Required work:
Please restate verbatim the lines that open the listing below, ending with the line in which "man with beard." occurs.

● ● ● ●

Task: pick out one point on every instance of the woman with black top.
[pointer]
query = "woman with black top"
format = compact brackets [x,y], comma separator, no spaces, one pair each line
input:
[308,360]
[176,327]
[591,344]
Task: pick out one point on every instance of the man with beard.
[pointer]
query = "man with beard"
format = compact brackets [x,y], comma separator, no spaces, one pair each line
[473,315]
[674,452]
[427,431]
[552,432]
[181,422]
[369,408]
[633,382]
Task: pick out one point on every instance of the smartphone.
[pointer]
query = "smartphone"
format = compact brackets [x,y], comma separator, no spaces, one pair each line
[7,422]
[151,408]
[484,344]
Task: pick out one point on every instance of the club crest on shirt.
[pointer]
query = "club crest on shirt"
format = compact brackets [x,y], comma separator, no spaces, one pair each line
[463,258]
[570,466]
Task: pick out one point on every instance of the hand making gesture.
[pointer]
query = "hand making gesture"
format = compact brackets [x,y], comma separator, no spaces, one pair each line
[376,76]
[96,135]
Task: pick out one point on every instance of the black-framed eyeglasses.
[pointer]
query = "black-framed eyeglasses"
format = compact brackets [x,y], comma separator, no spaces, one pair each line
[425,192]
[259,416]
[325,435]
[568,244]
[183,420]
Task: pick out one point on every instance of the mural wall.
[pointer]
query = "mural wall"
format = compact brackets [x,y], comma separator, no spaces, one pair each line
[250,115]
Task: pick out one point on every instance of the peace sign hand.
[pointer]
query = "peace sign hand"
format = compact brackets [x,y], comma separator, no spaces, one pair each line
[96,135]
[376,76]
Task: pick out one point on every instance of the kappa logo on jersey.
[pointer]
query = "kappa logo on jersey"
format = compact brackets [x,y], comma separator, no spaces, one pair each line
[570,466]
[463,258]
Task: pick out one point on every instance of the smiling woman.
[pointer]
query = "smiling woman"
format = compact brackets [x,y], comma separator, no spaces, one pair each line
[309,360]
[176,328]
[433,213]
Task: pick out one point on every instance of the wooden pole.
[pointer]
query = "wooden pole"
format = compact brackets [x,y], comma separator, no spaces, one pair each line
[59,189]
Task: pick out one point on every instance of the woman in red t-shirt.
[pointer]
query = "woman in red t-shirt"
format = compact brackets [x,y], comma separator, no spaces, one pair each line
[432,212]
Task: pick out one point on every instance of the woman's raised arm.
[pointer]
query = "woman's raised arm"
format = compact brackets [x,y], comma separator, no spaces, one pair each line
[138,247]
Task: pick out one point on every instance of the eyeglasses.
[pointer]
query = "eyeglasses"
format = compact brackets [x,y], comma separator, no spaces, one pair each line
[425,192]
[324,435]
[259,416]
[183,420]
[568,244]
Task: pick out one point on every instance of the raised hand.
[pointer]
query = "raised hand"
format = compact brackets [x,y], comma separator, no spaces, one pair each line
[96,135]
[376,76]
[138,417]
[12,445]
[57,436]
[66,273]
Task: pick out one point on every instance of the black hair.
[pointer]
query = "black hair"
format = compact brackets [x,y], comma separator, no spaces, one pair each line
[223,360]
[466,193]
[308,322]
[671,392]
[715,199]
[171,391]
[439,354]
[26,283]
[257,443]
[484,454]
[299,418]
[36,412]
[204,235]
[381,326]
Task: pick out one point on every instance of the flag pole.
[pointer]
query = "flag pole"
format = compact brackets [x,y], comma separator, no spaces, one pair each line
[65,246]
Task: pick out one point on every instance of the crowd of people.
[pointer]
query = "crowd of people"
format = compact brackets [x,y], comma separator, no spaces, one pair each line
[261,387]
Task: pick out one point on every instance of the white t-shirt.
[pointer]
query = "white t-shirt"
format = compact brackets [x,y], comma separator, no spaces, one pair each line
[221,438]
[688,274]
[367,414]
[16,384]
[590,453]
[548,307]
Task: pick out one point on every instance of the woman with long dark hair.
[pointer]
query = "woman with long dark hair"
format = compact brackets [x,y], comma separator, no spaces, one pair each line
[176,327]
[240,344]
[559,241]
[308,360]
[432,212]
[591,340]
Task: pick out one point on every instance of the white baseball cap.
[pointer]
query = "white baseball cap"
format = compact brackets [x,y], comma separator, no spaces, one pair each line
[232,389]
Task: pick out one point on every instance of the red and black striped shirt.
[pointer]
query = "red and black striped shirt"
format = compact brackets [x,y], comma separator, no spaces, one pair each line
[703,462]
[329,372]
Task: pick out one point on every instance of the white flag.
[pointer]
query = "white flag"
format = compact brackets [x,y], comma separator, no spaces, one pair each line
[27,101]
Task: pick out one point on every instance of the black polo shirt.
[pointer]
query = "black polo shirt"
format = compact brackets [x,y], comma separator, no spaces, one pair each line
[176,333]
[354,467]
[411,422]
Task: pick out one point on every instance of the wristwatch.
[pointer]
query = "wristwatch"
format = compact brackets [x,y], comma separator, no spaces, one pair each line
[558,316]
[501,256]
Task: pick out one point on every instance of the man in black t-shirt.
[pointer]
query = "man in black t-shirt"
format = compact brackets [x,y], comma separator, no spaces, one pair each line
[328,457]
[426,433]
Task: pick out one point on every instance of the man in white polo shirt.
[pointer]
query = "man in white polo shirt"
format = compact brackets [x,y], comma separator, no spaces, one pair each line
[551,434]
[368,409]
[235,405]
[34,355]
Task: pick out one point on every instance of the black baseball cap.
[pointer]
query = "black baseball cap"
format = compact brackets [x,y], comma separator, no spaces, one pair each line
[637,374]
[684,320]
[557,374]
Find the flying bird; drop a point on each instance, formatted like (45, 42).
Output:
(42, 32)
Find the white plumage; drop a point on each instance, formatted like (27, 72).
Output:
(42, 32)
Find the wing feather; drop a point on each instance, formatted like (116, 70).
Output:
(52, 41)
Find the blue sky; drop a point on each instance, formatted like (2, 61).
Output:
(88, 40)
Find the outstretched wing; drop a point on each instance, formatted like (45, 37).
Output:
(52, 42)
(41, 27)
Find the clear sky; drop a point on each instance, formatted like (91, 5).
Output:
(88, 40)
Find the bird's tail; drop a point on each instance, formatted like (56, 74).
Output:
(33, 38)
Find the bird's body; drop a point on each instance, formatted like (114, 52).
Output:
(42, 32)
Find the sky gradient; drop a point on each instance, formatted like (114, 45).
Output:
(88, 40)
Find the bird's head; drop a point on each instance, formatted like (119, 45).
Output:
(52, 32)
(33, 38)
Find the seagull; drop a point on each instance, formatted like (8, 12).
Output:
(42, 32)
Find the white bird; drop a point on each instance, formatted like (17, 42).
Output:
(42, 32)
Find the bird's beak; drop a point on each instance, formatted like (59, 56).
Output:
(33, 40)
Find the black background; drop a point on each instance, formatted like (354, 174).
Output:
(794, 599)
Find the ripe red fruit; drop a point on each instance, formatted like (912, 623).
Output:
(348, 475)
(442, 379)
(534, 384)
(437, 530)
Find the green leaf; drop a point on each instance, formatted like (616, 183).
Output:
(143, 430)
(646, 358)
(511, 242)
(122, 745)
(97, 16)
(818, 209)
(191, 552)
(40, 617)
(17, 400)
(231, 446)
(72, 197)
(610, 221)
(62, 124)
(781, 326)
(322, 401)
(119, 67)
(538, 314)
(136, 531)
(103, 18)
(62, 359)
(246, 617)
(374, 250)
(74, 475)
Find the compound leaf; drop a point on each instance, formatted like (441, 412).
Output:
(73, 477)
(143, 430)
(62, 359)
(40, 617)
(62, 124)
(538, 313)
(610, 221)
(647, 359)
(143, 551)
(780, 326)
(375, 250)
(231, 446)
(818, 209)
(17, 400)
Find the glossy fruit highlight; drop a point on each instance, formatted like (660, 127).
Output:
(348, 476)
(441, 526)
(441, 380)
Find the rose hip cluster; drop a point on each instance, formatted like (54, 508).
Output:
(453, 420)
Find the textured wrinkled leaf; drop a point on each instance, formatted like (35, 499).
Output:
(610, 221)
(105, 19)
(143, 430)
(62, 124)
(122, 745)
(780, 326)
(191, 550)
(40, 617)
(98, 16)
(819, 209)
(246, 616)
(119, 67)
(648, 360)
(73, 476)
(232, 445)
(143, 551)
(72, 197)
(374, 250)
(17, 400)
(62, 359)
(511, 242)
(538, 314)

● ● ● ●

Answer space:
Task: pick out one point on every instance of the woman with black top.
[pointer]
query = "woman with black top"
format = compact brackets [x,y], comma separator, no spaces, one pair each line
input:
[308,360]
[176,327]
[591,344]
Task: pick out one point on every instance of the man with beard.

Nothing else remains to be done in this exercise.